ТЕКСТ:

# # # # # # #

Тем не менее цветовой звук имеет внутренние закономерности, которые, наверное, проще понять чувством, нежели разумом. Когда музыкальное произведение с хроматическими[35]последовательностями аккордов кажется нам «цветным» в противоположность «одноцветной» диатонике[36], – это не просто образное восприятие. Ощущение звуков как цветов индивидуально варьируется, что затрудняет нахождение и выведение универсальных принципов. «Характеристика тональностей», к которой обращается, например, Даниэль Шубарт, больше подходит для древнегреческих тональностей с их по‑разному транспонированными[37]полутонами и целыми тонами, чем для современных гамм с их одинаковыми интервалами. Кто из обычных слушателей, не наделенных абсолютным слухом, обратит внимание на то, что какой‑то музыкальный фрагмент транспонируется на один тон?

# # # # # # #

ЗАДАЧИ:
1 - Перепишите фрагмент текста о цветовом звуке от слов «Тем не менее» до слов «на один тон?», подставив «рассудком» вместо «разумом».
2 - Отберите все строки, где встречается слово «petal», и выпишите их.

ИСХОДНЫЕ ДАННЫЕ:
# # # # # # #

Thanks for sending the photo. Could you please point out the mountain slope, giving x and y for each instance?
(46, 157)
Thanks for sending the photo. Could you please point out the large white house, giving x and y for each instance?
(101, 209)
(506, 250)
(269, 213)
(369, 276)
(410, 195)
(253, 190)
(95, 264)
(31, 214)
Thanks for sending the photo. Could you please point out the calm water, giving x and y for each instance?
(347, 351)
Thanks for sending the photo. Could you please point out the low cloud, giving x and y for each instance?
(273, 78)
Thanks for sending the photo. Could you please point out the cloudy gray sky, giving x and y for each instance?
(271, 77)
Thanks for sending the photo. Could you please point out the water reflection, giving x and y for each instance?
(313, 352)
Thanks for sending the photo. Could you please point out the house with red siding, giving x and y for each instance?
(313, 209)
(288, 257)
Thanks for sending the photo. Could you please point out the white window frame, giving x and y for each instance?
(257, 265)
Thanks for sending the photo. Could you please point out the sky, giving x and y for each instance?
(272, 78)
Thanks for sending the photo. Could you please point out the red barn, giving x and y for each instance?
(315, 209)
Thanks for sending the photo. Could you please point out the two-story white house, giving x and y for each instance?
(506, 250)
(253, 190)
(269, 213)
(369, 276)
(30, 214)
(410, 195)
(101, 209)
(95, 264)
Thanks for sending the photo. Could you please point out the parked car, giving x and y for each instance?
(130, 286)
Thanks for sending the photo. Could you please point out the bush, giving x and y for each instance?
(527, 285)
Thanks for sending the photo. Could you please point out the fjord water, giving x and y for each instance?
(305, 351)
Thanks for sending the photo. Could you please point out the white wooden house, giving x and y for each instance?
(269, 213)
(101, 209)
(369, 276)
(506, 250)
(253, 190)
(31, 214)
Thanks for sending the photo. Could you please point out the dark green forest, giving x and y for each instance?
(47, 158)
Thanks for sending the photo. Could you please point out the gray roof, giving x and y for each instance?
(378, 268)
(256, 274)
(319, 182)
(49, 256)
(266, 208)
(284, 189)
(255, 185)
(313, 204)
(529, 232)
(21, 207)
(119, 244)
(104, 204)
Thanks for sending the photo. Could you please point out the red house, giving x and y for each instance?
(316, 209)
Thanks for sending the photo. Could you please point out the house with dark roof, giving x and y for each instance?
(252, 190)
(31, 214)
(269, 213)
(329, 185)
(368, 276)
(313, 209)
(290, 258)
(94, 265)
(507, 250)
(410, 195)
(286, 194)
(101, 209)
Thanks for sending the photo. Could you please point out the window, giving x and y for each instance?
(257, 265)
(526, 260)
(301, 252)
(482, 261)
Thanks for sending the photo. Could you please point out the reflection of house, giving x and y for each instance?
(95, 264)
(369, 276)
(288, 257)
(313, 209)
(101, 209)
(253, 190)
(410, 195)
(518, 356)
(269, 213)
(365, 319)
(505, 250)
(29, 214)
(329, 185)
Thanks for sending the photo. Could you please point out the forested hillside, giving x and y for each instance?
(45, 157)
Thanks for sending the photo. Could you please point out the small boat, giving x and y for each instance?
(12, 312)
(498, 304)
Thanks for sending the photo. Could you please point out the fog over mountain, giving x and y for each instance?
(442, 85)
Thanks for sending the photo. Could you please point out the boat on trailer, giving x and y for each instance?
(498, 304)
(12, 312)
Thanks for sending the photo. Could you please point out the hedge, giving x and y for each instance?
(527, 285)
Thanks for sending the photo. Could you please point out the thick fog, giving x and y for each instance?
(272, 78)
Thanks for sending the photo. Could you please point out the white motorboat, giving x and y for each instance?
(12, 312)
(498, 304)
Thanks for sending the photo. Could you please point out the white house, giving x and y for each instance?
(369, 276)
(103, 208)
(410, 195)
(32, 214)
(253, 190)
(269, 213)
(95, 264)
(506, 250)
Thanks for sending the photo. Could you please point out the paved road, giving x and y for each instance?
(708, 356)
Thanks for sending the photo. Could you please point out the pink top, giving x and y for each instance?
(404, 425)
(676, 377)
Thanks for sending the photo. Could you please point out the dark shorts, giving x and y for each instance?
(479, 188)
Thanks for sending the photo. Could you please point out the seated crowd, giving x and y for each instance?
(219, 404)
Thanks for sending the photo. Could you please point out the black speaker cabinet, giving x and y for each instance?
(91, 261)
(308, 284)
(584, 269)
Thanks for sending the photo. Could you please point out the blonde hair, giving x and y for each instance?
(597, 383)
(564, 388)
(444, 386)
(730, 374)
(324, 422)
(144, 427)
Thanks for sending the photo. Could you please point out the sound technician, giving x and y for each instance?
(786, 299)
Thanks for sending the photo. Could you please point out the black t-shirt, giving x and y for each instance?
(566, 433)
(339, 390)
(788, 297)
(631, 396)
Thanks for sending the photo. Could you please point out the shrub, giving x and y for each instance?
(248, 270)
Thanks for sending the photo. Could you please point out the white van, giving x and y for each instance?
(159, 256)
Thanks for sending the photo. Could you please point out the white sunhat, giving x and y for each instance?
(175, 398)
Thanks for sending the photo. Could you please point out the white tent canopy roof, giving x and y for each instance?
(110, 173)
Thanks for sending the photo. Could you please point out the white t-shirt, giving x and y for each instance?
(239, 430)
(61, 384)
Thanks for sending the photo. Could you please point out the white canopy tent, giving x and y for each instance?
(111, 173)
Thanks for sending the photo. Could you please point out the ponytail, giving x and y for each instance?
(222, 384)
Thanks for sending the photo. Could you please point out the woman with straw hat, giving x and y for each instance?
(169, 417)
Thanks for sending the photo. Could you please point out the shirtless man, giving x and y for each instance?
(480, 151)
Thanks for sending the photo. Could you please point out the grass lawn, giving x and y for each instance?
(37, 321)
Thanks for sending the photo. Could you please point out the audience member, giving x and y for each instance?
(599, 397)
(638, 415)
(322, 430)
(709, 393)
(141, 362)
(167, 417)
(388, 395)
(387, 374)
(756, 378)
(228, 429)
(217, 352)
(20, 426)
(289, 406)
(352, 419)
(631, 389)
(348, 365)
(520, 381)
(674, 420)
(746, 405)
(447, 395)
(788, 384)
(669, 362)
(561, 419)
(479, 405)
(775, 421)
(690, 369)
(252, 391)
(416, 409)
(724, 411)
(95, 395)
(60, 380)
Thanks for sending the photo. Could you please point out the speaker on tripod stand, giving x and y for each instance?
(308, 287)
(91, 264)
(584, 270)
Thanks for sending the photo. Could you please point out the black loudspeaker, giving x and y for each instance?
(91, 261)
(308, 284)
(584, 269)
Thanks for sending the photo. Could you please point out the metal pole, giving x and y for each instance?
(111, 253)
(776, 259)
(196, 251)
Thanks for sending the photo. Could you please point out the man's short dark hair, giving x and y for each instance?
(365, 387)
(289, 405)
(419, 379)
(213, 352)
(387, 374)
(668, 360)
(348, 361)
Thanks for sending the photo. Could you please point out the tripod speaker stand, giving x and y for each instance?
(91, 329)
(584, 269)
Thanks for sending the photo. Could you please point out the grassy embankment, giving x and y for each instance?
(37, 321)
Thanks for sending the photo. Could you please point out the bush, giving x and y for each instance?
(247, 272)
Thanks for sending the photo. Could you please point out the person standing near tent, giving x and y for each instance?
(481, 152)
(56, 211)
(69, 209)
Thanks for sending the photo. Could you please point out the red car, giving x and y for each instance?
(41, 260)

# # # # # # #

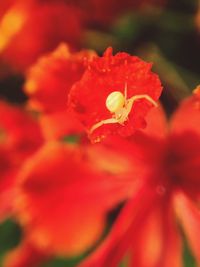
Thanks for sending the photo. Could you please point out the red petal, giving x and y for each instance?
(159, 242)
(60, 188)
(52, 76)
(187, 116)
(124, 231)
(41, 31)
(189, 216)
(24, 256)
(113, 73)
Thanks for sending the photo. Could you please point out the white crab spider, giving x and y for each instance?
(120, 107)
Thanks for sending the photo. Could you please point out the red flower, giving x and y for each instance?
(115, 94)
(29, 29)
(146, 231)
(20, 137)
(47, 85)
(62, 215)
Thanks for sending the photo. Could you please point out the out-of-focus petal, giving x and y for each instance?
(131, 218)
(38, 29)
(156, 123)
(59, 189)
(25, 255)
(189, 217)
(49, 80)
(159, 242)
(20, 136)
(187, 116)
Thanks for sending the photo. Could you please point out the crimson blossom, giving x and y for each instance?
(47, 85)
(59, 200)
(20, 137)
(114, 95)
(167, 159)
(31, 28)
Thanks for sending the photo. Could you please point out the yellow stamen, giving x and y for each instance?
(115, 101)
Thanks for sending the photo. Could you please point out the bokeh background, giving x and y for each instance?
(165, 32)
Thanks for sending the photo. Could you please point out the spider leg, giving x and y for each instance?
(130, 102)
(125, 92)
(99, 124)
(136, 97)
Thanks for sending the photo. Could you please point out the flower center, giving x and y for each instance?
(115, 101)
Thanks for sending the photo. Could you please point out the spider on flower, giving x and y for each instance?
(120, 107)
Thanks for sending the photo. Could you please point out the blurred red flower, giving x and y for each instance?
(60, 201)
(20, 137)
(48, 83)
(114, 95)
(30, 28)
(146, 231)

# # # # # # #

ПИСЬМЕННЫЕ ОТВЕТЫ:
1 -
Тем не менее цветовой звук имеет внутренние закономерности, которые, наверное, проще понять чувством, нежели рассудком. Когда музыкальное произведение с хроматическими[35]последовательностями аккордов кажется нам «цветным» в противоположность «одноцветной» диатонике[36], – это не просто образное восприятие. Ощущение звуков как цветов индивидуально варьируется, что затрудняет нахождение и выведение универсальных принципов. «Характеристика тональностей», к которой обращается, например, Даниэль Шубарт, больше подходит для древнегреческих тональностей с их по‑разному транспонированными[37]полутонами и целыми тонами, чем для современных гамм с их одинаковыми интервалами. Кто из обычных слушателей, не наделенных абсолютным слухом, обратит внимание на то, что какой‑то музыкальный фрагмент транспонируется на один тон?

2 -
Thanks for sending the photo. Could you please point out the red petal, giving x and y for each instance?
Thanks for sending the photo. Could you please point out the out-of-focus petal, giving x and y for each instance?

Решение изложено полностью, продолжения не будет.